Exercise brief
Write out all of the entries exactly as given.

## BEGIN Available data

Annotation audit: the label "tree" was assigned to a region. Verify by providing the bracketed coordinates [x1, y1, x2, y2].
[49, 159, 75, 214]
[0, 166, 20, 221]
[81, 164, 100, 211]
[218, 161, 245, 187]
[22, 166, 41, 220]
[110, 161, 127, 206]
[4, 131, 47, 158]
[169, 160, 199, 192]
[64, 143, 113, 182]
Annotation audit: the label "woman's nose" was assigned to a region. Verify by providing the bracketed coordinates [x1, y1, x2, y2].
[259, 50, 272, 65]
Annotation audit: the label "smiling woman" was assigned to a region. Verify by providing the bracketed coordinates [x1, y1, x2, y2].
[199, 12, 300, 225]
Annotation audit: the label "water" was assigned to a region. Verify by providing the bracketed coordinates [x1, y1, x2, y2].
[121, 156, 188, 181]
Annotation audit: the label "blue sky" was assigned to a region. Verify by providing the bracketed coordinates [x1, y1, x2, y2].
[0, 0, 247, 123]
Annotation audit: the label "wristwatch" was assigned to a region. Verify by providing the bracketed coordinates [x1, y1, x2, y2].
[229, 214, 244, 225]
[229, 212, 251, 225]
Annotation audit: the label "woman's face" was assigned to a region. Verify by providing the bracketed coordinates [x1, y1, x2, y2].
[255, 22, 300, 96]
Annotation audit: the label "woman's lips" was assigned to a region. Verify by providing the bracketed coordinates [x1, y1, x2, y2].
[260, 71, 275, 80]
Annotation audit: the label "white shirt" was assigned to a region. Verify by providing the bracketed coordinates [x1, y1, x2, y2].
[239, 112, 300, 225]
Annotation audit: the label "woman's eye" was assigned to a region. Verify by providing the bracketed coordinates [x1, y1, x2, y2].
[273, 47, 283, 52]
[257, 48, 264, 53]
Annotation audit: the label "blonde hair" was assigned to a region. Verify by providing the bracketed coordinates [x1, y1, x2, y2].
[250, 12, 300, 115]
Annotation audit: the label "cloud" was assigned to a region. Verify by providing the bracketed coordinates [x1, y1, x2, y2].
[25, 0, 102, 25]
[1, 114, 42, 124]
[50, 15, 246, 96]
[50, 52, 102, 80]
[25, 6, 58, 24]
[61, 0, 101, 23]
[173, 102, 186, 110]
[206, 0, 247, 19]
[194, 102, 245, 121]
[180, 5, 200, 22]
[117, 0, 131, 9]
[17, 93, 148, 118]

## END Available data

The response
Annotation audit: the label "tree" was assigned to a region. Verify by providing the bracketed coordinates [x1, y1, x2, y2].
[49, 159, 75, 214]
[0, 166, 20, 221]
[81, 164, 100, 211]
[218, 161, 245, 187]
[22, 166, 41, 220]
[110, 161, 127, 206]
[4, 131, 47, 158]
[169, 160, 199, 192]
[64, 143, 113, 182]
Annotation audit: the label "woman's nose" was assigned to a region. Verify by providing the bracketed coordinates [x1, y1, x2, y2].
[259, 50, 272, 65]
Annotation audit: the label "smiling woman" was assigned to a region. Verify by providing the bracketed coordinates [x1, y1, x2, y2].
[199, 12, 300, 225]
Annotation audit: the label "water" was assigned to a region. Verify by providing the bracketed coordinates [x1, y1, x2, y2].
[121, 156, 188, 181]
Annotation audit: the label "blue sky" was assigned to a region. Verify by providing the bracketed coordinates [x1, y1, x2, y2].
[0, 0, 247, 123]
Annotation audit: the label "wristwatch" was assigned to a region. Verify by providing the bracketed coordinates [x1, y1, x2, y2].
[229, 214, 244, 225]
[229, 212, 251, 225]
Annotation audit: the label "woman's face" was assigned to a region. Verify by providing the bracketed coordinates [x1, y1, x2, y2].
[255, 22, 300, 96]
Annotation audit: the label "woman's lips" was assigned to a region. Verify by providing the bracketed coordinates [x1, y1, x2, y2].
[260, 71, 275, 80]
Annotation audit: the label "white shirt" was assigned to a region. Verify by providing the bracketed coordinates [x1, y1, x2, y2].
[239, 112, 300, 225]
Annotation audit: the label "woman's eye" was assigned to a region. Verify by providing the bracketed coordinates [x1, y1, x2, y2].
[273, 47, 283, 52]
[257, 48, 264, 53]
Annotation audit: the label "blonde hair" was assigned to a region. Verify by providing the bracketed coordinates [x1, y1, x2, y2].
[250, 12, 300, 115]
Annotation audit: the label "cloud" was assigned to a region. Verify by providing the bracketed coordinates [x1, y1, x2, y2].
[25, 0, 102, 25]
[1, 114, 42, 124]
[50, 15, 246, 96]
[50, 52, 102, 80]
[25, 6, 58, 24]
[61, 0, 101, 23]
[173, 102, 186, 110]
[206, 0, 247, 19]
[194, 102, 245, 121]
[180, 5, 200, 22]
[117, 0, 131, 9]
[17, 93, 148, 118]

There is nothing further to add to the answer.